TEXTE DE LECTURE:
Counsel - Docteur en droit

Cass. com., 21 mars 2018, n°16-28.412, Publié au bulletin

La Cour d’appel de Paris est compétente uniquement pour connaître des appels formés à l’encontre de décisions rendues par les juridictions de premier degré spécialement désignées. 

Ce qu’il faut retenir : La Cour de cassation vient préciser l’application dans le temps du revirement de jurisprudence (issu de trois arrêts rendus par la Chambre commerciale de la Cour de cassation le 29 mars 2017), selon lequel la Cour d’appel de Paris est compétente uniquement pour connaître des appels formés à l’encontre de décisions rendues par les juridictions de premier degré spécialement désignées. S’agissant des procédures engagées avant le revirement opéré en 2017, celles-ci restent soumises à l’application de l’ancienne jurisprudence.

Pour approfondir : La société T a été assignée par la société B en responsabilité contractuelle devant le Tribunal de grande instance de Nanterre ; la société T a alors formé une demande reconventionnelle sur le fondement de l’article L.442-6 du Code de commerce.

La société B a interjeté appel du jugement rendu en première instance devant la Cour d’appel de Versailles, laquelle a toutefois déclaré l’appel irrecevable. La société B a donc interjeté appel devant la Cour d’appel de Paris et la société T a alors contesté la recevabilité de cet appel. Le Conseiller de la mise en état de la Cour d’appel de Paris a cependant considéré que l’appel effectué par la société B devant la Cour d’appel de Paris était recevable. La société T a alors formé un déféré à l’encontre de l’ordonnance rendue par le Conseiller de la mise en état, lequel a été rejeté. C’est dans ce contexte que la Cour de cassation a été saisie de la présente affaire.

Données stockées:
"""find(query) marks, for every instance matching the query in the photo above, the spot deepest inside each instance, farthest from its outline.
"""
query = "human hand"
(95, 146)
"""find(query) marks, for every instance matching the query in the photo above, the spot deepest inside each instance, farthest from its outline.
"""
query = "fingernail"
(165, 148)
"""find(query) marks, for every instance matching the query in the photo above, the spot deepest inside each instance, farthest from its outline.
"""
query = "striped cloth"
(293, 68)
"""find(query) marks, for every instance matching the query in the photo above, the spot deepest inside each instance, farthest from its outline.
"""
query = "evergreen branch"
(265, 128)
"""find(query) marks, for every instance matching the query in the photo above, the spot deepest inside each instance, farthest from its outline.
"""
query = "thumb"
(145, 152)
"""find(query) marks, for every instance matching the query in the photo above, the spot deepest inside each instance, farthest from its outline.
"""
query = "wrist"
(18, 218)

SÉRIE D'EXERCICES:
1. Résumez le texte de lecture en deux phrases.
2. Dressez la liste de toutes les juridictions que le texte de lecture désigne par leur nom.
3. Recopiez fidèlement le passage du texte de lecture en partant de « Ce qu’il faut » et en allant jusqu'à « Code de commerce. » inclus.

SOLUTIONS DES EXERCICES:
1. Un arrêt de la Cour de cassation du 21 mars 2018 précise comment s'applique dans le temps le revirement de jurisprudence de 2017, selon lequel la Cour d'appel de Paris ne connaît que des appels formés contre les décisions des juridictions de premier degré spécialement désignées ; les procédures engagées avant ce revirement restent soumises à l'ancienne jurisprudence. Dans l'affaire, la société B, dont l'appel avait été déclaré irrecevable par la Cour d'appel de Versailles, a fait appel devant la Cour d'appel de Paris, dont le Conseiller de la mise en état a jugé cet appel recevable, puis le déféré formé par la société T contre cette ordonnance a été rejeté avant que la Cour de cassation soit saisie.

2.
- Cour de cassation
- Cour d'appel de Paris
- Tribunal de grande instance de Nanterre
- Cour d'appel de Versailles

3.
Ce qu’il faut retenir : La Cour de cassation vient préciser l’application dans le temps du revirement de jurisprudence (issu de trois arrêts rendus par la Chambre commerciale de la Cour de cassation le 29 mars 2017), selon lequel la Cour d’appel de Paris est compétente uniquement pour connaître des appels formés à l’encontre de décisions rendues par les juridictions de premier degré spécialement désignées. S’agissant des procédures engagées avant le revirement opéré en 2017, celles-ci restent soumises à l’application de l’ancienne jurisprudence.

Pour approfondir : La société T a été assignée par la société B en responsabilité contractuelle devant le Tribunal de grande instance de Nanterre ; la société T a alors formé une demande reconventionnelle sur le fondement de l’article L.442-6 du Code de commerce.